Records from a data collection:
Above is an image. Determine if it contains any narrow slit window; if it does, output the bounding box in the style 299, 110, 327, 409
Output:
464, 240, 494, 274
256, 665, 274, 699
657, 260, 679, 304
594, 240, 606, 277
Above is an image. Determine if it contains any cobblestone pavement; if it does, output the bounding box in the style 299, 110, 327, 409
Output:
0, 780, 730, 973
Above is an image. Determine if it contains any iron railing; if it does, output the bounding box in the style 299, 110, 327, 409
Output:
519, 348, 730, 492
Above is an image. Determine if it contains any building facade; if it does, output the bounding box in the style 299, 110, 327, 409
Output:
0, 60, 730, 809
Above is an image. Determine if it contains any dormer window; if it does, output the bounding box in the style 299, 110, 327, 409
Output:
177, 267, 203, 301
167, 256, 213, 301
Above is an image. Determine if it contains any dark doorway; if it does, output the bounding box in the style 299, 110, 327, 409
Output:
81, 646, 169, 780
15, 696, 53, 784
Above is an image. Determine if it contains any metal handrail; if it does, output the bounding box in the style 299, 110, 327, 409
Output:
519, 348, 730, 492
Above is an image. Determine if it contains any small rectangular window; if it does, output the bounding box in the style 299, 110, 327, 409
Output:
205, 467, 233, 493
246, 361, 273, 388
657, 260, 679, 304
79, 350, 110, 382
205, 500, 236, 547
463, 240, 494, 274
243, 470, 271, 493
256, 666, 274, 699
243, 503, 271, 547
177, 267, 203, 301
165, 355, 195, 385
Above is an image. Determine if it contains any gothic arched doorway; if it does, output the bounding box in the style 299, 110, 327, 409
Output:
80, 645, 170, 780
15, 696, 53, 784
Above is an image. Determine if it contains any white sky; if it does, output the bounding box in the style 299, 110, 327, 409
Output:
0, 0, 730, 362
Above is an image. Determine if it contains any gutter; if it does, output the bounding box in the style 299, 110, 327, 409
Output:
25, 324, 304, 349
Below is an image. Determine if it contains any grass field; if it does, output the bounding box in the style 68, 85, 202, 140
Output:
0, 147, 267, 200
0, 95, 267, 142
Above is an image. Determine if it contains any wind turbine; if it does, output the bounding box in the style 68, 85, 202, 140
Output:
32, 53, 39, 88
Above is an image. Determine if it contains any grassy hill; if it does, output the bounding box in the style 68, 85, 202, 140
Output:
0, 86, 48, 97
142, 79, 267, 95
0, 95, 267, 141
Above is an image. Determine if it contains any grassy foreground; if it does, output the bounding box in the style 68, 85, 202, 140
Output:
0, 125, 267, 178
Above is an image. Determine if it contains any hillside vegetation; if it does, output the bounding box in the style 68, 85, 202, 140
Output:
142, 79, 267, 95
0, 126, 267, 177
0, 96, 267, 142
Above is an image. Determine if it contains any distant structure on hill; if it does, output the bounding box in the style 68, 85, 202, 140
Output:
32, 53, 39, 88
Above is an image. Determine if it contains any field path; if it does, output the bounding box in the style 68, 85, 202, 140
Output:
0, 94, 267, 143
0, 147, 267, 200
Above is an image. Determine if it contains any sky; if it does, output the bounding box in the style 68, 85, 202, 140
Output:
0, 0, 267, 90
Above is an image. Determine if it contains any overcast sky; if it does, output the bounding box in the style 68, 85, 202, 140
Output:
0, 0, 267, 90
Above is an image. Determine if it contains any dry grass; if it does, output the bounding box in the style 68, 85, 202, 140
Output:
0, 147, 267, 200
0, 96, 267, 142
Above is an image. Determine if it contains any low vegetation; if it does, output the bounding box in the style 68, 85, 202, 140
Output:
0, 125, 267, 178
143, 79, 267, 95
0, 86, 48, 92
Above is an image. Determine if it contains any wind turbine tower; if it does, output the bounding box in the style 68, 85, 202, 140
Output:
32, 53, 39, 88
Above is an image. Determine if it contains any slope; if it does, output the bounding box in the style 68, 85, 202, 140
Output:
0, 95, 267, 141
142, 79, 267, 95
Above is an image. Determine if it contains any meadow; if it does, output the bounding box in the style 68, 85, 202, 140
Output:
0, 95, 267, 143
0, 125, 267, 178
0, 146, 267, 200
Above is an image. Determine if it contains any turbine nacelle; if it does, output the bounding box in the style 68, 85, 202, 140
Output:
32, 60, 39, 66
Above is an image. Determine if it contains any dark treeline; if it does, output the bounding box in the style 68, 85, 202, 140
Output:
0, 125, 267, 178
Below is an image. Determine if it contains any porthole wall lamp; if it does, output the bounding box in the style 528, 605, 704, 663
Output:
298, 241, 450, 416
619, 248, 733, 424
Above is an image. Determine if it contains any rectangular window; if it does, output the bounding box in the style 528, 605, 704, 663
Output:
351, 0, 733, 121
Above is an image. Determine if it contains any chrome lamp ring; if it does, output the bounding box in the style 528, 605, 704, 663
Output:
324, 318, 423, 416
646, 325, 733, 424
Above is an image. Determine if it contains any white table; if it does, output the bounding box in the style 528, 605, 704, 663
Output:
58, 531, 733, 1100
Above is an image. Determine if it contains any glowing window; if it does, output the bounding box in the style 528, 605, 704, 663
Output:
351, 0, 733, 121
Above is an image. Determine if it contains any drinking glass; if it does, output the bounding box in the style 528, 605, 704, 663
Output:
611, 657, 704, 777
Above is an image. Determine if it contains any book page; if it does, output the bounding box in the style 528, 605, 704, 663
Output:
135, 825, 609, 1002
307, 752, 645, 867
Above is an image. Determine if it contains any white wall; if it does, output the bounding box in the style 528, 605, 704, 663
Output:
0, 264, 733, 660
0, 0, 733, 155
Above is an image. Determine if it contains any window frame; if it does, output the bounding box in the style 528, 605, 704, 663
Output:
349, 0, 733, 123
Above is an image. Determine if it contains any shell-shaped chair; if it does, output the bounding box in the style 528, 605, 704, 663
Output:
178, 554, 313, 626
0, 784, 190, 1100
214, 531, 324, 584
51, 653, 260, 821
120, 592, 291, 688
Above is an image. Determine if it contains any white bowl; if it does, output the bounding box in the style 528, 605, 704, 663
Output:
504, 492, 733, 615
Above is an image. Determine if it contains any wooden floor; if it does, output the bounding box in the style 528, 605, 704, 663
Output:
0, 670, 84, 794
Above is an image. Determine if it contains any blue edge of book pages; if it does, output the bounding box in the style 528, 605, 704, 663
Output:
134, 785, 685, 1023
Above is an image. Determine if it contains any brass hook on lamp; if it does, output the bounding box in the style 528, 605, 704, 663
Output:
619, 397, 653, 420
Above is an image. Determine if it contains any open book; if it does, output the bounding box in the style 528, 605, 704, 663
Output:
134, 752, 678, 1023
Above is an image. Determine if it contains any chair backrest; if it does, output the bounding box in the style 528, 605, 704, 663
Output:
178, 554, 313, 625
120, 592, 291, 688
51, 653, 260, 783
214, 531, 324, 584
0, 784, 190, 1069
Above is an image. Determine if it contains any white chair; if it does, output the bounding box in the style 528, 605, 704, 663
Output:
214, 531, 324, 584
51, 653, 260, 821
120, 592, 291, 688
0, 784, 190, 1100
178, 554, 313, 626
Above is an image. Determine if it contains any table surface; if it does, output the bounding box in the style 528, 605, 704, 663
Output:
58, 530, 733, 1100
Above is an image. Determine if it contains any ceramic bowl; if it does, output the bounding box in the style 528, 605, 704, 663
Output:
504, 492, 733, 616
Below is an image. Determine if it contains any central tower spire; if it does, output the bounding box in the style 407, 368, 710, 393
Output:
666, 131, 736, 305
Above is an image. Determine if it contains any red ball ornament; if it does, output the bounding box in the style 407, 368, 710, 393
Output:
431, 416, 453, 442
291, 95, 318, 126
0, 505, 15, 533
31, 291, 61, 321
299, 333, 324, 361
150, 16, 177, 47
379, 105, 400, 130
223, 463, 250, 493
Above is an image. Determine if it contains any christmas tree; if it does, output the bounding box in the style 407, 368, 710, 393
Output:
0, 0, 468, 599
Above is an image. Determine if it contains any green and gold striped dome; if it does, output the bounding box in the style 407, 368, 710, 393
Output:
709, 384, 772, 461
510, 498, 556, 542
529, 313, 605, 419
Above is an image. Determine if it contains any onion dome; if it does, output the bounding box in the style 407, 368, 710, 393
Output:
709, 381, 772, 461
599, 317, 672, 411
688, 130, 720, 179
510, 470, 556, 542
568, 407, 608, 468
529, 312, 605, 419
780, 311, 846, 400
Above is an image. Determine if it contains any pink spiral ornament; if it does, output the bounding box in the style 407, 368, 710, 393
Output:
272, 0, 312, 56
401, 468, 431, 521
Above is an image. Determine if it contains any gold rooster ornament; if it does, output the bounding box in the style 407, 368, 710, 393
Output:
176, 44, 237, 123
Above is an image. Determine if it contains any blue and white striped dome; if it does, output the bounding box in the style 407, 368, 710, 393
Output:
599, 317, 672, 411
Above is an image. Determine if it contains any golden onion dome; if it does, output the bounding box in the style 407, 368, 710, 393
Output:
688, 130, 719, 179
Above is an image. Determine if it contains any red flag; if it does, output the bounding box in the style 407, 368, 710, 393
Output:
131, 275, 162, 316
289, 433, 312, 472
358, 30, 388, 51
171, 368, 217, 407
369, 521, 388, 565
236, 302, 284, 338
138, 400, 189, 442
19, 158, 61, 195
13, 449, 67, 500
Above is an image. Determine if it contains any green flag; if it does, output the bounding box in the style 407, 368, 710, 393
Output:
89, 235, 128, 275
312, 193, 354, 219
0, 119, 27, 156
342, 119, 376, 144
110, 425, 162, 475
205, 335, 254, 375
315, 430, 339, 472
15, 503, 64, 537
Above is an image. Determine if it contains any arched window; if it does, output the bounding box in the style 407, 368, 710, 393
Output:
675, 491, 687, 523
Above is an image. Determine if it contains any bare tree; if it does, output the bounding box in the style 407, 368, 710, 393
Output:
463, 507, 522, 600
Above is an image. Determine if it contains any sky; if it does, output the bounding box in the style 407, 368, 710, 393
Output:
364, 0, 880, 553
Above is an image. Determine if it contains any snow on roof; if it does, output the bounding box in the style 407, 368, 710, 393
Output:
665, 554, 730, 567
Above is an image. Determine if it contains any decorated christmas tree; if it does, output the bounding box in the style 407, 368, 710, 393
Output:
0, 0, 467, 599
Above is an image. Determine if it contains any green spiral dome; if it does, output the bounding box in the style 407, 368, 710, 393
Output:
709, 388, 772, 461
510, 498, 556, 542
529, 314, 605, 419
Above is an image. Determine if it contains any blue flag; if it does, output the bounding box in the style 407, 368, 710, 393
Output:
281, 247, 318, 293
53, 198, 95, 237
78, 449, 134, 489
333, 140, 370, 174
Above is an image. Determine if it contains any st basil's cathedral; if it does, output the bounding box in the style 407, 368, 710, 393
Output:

What to work on => Reproduce the rows between the lines holding "Above is an image. Determine if it contains any gold rooster" and "13, 449, 67, 500", inclusive, with the requests kept as they are. Shift every bounding box coordinate in the answers by adding -131 to it.

Exercise answer =>
Above is an image. Determine if it contains any gold rooster ornament; if it does, output the bounding box in the style 407, 368, 710, 393
Output:
45, -87, 106, -8
Above is an image. Determine if it contains any blue and white striped dome; if it does, output the bounding box in the style 407, 368, 710, 393
Output:
468, 186, 541, 280
Above is an image. Determine if it contains any golden onion dome; if it does, output the bounding box in the style 407, 368, 710, 393
Output:
557, -1, 588, 48
Above is an image. Determine if it contains any red flag; if it does, output the bounding box in the style 407, 368, 710, 393
Output:
0, 144, 31, 185
158, 302, 181, 341
227, -101, 257, -80
40, 237, 86, 276
238, 390, 257, 434
105, 171, 153, 207
7, 269, 58, 311
-112, 27, -70, 64
-118, 318, -64, 369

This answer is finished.